• [Stored entries]:

§

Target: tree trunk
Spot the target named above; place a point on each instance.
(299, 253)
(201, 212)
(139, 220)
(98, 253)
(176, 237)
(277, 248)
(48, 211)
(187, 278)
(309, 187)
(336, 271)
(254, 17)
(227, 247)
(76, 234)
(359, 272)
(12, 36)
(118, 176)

§

• [TASK REQUIREMENTS]:
Transcribe every record exactly.

• [TASK ANSWER]:
Target: tree trunk
Spot the target named above; place a point on each instance.
(299, 253)
(201, 212)
(139, 220)
(98, 253)
(176, 237)
(277, 248)
(48, 211)
(187, 278)
(309, 187)
(336, 271)
(254, 17)
(227, 247)
(76, 234)
(359, 272)
(12, 36)
(118, 176)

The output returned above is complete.